There are 194 species of mammals, including a few endemic species such as golden-backed uakari (Cacajao melanocephalus), black bearded saki (Chiropotes satanas), Tschudi's slender opossum (Marmosops impavidus), least big-eared bat (Neonycteris pusilla), Guianan spear-nosed bat (Phyllostomus latifolius), Eldorado broad-nosed bat (Platyrrhinus aurarius), Venezuelan fish-eating rat (Neusticomys venezuelae), MacConnell's climbing mouse (Rhipidomys macconnelli), the guinea pig Cavia guianae and Simon's spiny rat (Proechimys simonsi).
Common species include South American tapir (Tapirus terrestris), collared peccary (Pecari tajacu), pale-throated sloth (Bradypus tridactylus), long-tailed weasel (Mustela frenata), short-eared dog (Atelocynus microtis), bush dog (Speothos venaticus) and three species of small cats of the Leopardus genus.

There are many reptiles and amphibians.
Snakes include fer-de-lance (Bothrops asper), palm pit-vipers (Bothriechis species), coral snakes (Micrurus genus), boa constrictors (Boa constrictor) and bushmasters (Lachesis muta).
There are many green iguanas (Iguana iguana) and tegus lizards (Tupinambis genus).
486 species of birds have been recorded, a relatively low number for the Amazon region.

= Things to do =
a) Reproduce the section of the wildlife passage that begins with the words containing "Common species include" and ends with "reptiles and amphibians.".
b) Carry the wildlife passage forward from its final sentence.

= Object grounding data in natural language =
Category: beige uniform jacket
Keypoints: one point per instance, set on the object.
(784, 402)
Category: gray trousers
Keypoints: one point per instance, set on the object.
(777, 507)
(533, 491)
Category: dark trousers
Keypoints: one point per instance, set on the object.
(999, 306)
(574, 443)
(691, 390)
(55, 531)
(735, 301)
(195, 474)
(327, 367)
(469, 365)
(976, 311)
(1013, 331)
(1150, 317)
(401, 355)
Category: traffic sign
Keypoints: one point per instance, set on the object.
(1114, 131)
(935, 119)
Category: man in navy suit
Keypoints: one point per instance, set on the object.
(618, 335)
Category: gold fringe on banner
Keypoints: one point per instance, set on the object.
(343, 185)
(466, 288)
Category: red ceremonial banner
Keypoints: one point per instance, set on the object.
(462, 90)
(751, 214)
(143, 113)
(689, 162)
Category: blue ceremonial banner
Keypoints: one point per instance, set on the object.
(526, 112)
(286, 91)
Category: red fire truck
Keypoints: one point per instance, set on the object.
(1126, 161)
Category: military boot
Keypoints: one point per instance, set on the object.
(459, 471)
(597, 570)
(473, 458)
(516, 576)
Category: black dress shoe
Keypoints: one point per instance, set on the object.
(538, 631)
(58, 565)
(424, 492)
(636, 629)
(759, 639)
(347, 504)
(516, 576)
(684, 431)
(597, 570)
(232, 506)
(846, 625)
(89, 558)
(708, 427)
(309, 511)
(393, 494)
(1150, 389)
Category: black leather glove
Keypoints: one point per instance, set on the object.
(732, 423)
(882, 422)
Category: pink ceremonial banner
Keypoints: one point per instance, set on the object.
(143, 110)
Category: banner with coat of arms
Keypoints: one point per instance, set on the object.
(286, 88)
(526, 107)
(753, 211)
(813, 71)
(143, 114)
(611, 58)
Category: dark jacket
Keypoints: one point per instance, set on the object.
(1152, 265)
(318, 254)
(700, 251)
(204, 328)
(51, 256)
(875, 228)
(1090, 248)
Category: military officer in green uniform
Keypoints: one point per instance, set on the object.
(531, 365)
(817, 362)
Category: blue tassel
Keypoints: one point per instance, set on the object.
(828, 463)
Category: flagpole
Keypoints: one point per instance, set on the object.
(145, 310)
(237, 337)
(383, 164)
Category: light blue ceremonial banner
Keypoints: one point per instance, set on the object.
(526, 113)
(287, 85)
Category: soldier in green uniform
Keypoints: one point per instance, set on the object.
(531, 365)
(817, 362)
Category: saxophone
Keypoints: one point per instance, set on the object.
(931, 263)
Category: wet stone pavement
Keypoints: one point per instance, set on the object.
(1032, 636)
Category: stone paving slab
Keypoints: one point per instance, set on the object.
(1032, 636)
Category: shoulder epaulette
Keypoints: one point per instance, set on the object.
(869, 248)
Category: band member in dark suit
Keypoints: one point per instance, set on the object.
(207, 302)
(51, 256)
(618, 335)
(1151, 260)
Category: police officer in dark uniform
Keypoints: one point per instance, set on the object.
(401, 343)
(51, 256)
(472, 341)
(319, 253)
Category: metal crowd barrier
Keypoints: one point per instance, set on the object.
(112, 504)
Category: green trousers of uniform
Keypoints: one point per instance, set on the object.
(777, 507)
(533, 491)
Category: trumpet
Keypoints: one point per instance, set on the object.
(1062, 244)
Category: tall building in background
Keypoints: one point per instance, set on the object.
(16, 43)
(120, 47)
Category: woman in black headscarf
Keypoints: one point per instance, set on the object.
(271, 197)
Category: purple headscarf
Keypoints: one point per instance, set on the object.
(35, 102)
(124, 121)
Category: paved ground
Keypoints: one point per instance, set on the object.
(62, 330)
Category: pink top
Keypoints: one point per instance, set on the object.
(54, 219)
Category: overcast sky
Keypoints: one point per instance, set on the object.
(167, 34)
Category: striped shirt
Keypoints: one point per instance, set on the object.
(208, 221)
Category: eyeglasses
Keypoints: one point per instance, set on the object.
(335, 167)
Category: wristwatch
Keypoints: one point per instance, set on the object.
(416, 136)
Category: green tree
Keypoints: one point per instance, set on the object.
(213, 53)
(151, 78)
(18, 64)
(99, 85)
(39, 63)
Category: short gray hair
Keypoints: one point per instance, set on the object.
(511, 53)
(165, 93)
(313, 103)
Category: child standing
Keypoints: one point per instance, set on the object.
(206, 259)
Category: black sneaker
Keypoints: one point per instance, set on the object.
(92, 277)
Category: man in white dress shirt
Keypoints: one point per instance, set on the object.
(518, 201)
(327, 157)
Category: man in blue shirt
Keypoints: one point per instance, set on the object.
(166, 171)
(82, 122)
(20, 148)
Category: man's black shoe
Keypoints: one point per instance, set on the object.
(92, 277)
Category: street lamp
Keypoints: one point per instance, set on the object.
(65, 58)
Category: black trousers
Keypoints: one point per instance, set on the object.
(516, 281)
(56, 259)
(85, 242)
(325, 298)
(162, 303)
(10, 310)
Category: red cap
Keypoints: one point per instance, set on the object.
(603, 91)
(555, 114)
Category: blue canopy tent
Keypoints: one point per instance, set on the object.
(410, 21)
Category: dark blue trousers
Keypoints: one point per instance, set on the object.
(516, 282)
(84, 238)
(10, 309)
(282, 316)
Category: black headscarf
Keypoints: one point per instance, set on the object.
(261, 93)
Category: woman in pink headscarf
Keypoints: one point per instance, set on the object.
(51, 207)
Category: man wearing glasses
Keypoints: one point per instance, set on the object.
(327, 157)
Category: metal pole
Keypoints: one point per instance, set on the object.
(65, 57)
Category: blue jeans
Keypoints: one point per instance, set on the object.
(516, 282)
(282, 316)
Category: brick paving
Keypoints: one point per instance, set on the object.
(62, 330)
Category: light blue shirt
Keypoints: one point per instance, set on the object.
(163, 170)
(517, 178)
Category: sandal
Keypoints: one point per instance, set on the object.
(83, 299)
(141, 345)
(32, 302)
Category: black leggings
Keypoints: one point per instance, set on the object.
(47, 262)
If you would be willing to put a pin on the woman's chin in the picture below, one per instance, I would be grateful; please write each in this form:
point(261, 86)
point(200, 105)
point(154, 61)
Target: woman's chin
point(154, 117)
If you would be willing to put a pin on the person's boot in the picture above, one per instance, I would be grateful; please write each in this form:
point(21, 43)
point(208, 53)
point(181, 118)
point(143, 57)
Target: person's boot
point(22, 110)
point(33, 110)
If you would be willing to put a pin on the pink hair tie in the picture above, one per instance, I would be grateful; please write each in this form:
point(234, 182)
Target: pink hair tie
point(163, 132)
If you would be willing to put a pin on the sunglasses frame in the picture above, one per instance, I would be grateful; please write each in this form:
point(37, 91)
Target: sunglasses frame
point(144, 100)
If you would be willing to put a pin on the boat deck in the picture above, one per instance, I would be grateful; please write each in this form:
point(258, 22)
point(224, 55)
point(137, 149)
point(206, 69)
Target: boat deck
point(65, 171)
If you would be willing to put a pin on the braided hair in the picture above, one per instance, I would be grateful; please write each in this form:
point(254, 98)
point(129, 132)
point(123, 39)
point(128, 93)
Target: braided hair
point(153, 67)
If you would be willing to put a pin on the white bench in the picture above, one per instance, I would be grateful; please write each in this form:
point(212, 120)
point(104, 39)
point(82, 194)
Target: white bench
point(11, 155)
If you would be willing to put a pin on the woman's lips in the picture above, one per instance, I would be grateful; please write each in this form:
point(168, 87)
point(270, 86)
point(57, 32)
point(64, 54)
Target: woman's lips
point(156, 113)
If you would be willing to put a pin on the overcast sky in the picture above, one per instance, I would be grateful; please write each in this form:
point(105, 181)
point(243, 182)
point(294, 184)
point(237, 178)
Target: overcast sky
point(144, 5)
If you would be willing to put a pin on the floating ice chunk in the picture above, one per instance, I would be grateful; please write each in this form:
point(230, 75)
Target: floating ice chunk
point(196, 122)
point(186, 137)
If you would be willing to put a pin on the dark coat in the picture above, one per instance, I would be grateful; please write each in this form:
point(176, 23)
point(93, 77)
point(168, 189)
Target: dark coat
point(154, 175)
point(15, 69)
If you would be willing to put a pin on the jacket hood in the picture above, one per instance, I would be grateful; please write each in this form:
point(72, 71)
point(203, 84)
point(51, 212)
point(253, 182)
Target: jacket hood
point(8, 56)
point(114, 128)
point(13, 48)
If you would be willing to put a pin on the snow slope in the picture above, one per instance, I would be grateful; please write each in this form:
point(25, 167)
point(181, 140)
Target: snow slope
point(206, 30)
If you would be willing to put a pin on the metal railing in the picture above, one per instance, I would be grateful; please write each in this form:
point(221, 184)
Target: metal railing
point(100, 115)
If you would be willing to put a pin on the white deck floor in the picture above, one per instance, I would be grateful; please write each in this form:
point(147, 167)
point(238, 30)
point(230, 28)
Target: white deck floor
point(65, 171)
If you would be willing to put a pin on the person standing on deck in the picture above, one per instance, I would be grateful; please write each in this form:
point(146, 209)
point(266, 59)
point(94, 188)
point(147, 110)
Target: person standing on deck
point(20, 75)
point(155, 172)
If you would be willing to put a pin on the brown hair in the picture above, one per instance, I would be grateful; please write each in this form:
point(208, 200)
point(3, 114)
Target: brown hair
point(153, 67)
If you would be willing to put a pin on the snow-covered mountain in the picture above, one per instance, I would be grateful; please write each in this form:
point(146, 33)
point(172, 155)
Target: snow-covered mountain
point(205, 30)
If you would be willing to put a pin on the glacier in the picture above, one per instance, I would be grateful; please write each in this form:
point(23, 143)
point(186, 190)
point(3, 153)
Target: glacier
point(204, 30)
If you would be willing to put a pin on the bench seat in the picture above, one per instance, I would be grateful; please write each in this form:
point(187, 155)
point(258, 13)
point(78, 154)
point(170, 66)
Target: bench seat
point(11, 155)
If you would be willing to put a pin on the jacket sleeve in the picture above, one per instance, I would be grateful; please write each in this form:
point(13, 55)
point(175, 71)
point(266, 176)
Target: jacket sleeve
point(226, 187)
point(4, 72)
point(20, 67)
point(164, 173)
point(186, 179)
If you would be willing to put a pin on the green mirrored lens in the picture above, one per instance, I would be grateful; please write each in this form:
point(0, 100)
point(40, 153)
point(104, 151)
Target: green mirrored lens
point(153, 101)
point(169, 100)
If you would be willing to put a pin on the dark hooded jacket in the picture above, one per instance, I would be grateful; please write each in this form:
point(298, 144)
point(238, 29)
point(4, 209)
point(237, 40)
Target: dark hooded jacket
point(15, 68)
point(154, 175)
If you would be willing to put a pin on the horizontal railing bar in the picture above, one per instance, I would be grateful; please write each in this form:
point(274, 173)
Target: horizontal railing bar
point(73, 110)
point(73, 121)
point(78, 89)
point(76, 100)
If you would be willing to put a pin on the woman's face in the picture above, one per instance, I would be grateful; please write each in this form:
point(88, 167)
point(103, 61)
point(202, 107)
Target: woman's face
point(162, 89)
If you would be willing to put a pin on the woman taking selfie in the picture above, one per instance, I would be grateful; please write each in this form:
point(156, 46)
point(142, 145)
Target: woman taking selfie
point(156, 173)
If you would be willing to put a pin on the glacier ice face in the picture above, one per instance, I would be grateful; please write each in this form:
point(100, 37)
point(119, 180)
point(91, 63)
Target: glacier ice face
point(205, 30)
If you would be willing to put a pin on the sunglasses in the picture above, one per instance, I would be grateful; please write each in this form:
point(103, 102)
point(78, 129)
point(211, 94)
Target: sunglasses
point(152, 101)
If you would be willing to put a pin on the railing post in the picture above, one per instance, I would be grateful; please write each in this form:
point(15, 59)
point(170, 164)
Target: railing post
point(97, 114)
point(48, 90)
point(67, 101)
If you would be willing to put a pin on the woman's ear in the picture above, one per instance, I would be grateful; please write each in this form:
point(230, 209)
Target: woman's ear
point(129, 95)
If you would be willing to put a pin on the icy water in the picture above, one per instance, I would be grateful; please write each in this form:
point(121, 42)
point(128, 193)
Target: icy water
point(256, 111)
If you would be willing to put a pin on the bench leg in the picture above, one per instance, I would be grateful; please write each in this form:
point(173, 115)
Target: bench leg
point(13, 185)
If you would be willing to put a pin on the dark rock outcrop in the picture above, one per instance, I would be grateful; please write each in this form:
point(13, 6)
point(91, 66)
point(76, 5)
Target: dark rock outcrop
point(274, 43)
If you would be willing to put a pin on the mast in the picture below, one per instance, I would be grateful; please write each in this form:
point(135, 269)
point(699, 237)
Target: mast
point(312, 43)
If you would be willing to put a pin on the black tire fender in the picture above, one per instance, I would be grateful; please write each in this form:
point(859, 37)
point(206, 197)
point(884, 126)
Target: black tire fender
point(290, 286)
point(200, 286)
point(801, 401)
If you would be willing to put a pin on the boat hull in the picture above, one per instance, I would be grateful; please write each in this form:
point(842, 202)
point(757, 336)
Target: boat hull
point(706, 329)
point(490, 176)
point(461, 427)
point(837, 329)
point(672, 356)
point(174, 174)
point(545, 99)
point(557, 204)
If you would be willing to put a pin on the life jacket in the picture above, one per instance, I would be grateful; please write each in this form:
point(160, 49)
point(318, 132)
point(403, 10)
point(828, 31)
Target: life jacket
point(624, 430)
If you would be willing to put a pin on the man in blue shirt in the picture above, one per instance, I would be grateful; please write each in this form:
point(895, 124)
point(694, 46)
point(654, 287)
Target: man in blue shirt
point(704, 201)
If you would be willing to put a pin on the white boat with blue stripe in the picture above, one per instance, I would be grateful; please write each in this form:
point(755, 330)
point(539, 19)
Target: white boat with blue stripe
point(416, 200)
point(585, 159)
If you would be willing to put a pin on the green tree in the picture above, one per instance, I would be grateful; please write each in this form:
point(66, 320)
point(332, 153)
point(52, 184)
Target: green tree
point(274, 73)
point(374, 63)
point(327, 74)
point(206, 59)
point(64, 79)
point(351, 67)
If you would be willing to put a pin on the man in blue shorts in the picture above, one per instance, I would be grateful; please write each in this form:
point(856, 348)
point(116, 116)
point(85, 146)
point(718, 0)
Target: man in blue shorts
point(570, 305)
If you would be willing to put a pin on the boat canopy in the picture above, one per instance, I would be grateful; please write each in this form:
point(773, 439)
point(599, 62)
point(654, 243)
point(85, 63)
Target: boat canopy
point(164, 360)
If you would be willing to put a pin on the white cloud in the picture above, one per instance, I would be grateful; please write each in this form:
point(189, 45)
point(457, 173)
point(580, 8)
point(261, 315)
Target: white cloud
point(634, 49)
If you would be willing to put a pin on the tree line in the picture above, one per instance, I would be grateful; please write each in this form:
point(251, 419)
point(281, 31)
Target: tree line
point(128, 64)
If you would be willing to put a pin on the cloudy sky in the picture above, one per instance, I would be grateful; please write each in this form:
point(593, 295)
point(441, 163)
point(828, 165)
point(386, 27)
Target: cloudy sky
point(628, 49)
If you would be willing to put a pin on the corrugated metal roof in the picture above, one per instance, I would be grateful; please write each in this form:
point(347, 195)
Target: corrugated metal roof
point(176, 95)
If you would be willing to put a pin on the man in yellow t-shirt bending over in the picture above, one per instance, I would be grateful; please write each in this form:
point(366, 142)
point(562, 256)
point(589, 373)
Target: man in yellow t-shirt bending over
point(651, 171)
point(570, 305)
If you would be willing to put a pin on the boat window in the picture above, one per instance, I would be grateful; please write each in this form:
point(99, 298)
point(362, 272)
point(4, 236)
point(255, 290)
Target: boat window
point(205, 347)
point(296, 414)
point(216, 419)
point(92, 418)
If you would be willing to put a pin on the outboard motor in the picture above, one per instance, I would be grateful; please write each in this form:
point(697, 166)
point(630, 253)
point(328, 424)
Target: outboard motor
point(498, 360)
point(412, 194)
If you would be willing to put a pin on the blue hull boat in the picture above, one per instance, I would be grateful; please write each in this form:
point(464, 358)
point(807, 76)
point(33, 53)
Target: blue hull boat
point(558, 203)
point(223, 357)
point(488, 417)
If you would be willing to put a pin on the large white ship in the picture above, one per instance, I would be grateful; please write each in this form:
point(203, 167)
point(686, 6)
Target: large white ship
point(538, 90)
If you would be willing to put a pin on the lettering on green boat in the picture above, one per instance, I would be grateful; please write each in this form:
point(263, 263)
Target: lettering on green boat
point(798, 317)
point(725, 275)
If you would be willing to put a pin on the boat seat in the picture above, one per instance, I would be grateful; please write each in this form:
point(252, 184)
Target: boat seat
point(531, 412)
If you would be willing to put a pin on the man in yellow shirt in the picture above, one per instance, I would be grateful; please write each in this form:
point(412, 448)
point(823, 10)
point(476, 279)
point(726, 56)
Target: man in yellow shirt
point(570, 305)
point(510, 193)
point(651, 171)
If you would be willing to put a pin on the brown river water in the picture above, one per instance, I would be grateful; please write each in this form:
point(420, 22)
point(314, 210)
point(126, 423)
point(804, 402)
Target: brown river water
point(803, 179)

= Task-by-task answers =
a)
Common species include South American tapir (Tapirus terrestris), collared peccary (Pecari tajacu), pale-throated sloth (Bradypus tridactylus), long-tailed weasel (Mustela frenata), short-eared dog (Atelocynus microtis), bush dog (Speothos venaticus) and three species of small cats of the Leopardus genus.

There are many reptiles and amphibians.

b)
They include the endemic grey-legged tinamou (Crypturellus duidae), crestless curassow (Mitu tomentosum), double-striped thick-knee (Burhinus bistriatus), oilbird (Steatornis caripensis), tawny-tufted toucanet (Selenidera nattereri), Orinoco piculet (Picumnus pumilus), Yapacana antbird (Myrmeciza disjuncta), gray-bellied antbird (Myrmeciza pelzelni), spot-tailed nightjar (Hydropsalis maculicaudus), azure-naped jay (Cyanocorax heilprini), and white-naped seedeater (Dolospingus fringilloides).

== Threats ==
The ecoregion covers most of the Alto Orinoco-Casiquiare Biosphere Reserve.
A small part of the ecoregion is in the Pico da Neblina National Park.
There are few threats to the ecoregion, which is inaccessible and has no roads.
The forest is largely intact.
People in riverine communities engage in small-scale rotation agriculture.
There is some low-level logging and in some areas the understory is routinely burned by Brazil nut collectors.
Leaves of the Leopoldinia piassaba palm are harvested to make brooms for sale internationally, and this may be unsustainable.